++++ Stored data

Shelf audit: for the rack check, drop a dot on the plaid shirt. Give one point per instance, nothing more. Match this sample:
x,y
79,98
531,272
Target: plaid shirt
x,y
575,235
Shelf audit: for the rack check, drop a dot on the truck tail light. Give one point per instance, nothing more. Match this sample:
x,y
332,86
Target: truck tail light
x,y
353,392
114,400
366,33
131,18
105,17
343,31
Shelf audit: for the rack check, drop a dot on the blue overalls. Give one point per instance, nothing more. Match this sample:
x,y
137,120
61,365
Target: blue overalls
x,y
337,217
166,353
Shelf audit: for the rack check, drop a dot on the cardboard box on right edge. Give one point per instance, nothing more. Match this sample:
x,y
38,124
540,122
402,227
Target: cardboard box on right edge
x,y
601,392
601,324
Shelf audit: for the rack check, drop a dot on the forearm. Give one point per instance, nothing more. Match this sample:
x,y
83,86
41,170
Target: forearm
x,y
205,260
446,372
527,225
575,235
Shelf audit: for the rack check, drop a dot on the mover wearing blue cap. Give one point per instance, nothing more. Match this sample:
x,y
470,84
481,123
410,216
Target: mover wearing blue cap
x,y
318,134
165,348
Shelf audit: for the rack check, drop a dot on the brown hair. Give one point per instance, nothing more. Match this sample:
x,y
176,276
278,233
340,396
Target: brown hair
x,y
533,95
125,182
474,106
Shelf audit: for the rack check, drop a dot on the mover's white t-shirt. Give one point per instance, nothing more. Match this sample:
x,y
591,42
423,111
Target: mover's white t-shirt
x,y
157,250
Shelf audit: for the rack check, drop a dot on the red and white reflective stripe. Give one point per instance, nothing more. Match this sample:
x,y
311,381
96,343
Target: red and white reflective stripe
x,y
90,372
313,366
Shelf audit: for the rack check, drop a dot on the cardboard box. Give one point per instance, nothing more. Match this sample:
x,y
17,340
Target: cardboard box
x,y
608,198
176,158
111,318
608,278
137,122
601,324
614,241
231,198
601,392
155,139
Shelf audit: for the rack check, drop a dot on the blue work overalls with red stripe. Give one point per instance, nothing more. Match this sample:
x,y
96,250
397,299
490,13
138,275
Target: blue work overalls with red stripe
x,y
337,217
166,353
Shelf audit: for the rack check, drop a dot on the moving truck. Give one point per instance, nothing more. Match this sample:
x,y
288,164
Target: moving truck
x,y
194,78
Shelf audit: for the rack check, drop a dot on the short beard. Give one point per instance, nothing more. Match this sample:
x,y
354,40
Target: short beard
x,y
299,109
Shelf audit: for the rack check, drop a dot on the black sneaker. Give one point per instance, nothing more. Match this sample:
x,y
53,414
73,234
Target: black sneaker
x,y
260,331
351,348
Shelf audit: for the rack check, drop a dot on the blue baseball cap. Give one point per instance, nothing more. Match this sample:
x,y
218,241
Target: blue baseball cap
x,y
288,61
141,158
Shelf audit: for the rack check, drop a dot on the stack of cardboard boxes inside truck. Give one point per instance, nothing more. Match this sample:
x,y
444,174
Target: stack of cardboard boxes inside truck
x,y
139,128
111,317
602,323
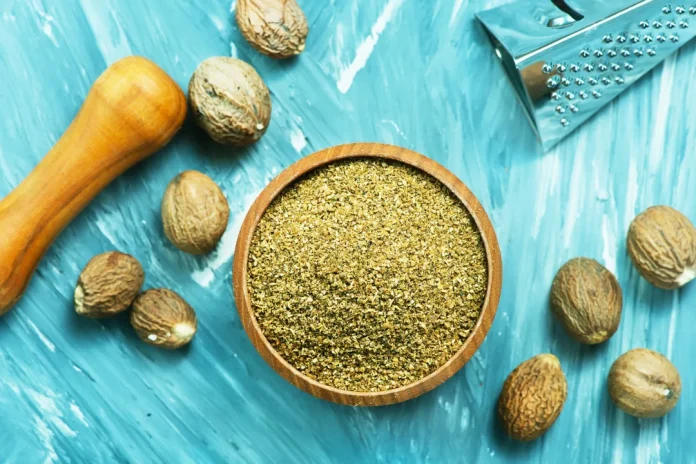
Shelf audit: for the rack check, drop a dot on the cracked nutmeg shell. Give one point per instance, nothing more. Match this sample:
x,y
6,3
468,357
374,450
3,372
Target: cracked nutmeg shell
x,y
644,384
662,245
532,397
108,285
587,299
230,101
194,213
162,318
277,28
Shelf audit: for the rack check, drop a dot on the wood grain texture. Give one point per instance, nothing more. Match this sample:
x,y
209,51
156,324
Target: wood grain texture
x,y
132,111
415,73
366,150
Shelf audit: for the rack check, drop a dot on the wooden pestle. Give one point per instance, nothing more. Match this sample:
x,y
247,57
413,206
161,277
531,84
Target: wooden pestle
x,y
133,109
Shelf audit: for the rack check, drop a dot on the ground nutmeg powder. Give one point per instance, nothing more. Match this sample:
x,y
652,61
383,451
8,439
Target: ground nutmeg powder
x,y
366,274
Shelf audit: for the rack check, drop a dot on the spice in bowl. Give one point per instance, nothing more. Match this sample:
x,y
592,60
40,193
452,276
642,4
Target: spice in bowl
x,y
367,275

++++++++

Exercise requirements:
Exact copy, no pictures: please print the data above once more.

Output for this task:
Shelf audit: for the rack check, drop a dot on the plaid shirt. Give one point per instance, nothing more. Match this sample:
x,y
79,98
531,272
Target: plaid shirt
x,y
575,235
Shelf audit: for the rack check, drop a dot on the truck tail light. Give one point per instance, nothing more. Match this sample:
x,y
332,86
Target: truck tail light
x,y
353,392
114,400
366,33
131,18
105,17
343,31
Shelf audit: for the rack check, drop a dot on the blue overalls. Give one point per instance, nothing more. Match this sample:
x,y
137,120
61,365
Target: blue overalls
x,y
337,217
166,353
Shelf audit: for the rack check, drop a dot on the cardboard box on right edge. Give one point per instance, nothing more. Match this sample:
x,y
38,124
540,122
402,227
Target: cardboard box on right edge
x,y
601,392
601,324
Shelf audit: for the rack check, drop a dot on the forearm. Give one point per instance, nothing more. Match this sample:
x,y
83,86
41,170
Target: forearm
x,y
205,260
446,372
527,225
575,235
Shelf audit: for the rack check, drop a dot on the mover wearing blue cap. Give one point per instance, nothing more. Match this sample:
x,y
470,84
481,123
410,216
Target: mover wearing blue cap
x,y
318,134
165,348
Shelf audit: for the rack check, drop a dot on the brown hair. Give one point per instance, nothing more. Match this sample:
x,y
176,276
278,233
340,396
Target: brown hair
x,y
533,95
125,182
474,106
Shelf audit: for the rack check, drop a dot on the mover's white t-shirt. Give one point per instance, nothing more. Match this sample:
x,y
591,42
423,111
Target: mover's white t-shirt
x,y
157,250
Shelf audit: for the rack check, drop a dot on the red and white reflective stripe. Give one point per instance, nothing more. Match this sample:
x,y
311,381
96,343
Target: red and white reflective stripe
x,y
90,372
313,366
Shelf audit: for the rack check, drop a dot on the cardboard box. Give one point per instance, nothing more. Match this sample:
x,y
17,340
Target: cardboard box
x,y
608,198
176,158
111,318
608,278
137,122
601,324
614,241
231,198
601,392
155,139
Shelf audit: for the rack check, drop a dot on the blue work overalls with red stripe. Give one point per instance, nothing more. Match this sample:
x,y
96,250
397,299
490,13
138,275
Target: blue work overalls with red stripe
x,y
337,217
166,353
Shelf audit: for the rack check, drop a dot on the moving truck. Give one point per instance, nothing more. Match this sample:
x,y
288,164
Target: moving truck
x,y
194,78
Shelf audit: for the rack check, drop a dot on the short beard. Give one point per instance, nothing more. Match this sample:
x,y
354,40
Target: short beard
x,y
299,109
Shelf audit: for the rack check, drop a dot on the black sneaker. Give one point per instance, nothing more. Match this sample:
x,y
53,414
73,234
Target: black sneaker
x,y
260,331
351,348
Shelf audit: for the rack check, drop a dot on the blue baseball cap. Give one point per instance, nothing more. Match this sample:
x,y
218,241
Target: blue baseball cap
x,y
288,61
141,158
Shelf audit: for the rack check, drop a dot on the stack of cardboard boxes inside truck. Give one point per instance, nothing more. Match this sample:
x,y
444,174
Target: stack of cardboard boxes inside truck
x,y
139,128
111,317
602,323
Shelf audit: for the rack check, drop a dot on the cracked nutmeg shell. Give one point per instance, nothing more. Match this sample:
x,y
6,3
468,357
374,450
3,372
Target: cracked nutmeg shell
x,y
644,384
662,245
532,397
108,285
587,299
230,101
194,213
162,318
277,28
Shelf audit: for the rack check, drop a dot on the wood grain texture. Give one point per instance, nothing more. Match this sample:
x,y
209,51
156,324
Target: wood grain texture
x,y
132,111
415,73
366,150
Shelf audit: for the rack check, drop a dot on the wooden pestle. Give one point per instance, nothing more. Match this sample:
x,y
247,57
413,206
161,277
531,84
Target: wooden pestle
x,y
133,109
Shelf audit: for the rack check, drop a dot on the ground nutmeg powder. Give one point per instance, nothing more. Match this sample:
x,y
652,61
383,451
8,439
Target: ground nutmeg powder
x,y
366,274
Shelf audit: for the rack check, drop a dot on the spice in bowl. Give one point per instance, nothing more. Match this sample:
x,y
592,60
40,193
452,276
642,4
Target: spice in bowl
x,y
367,275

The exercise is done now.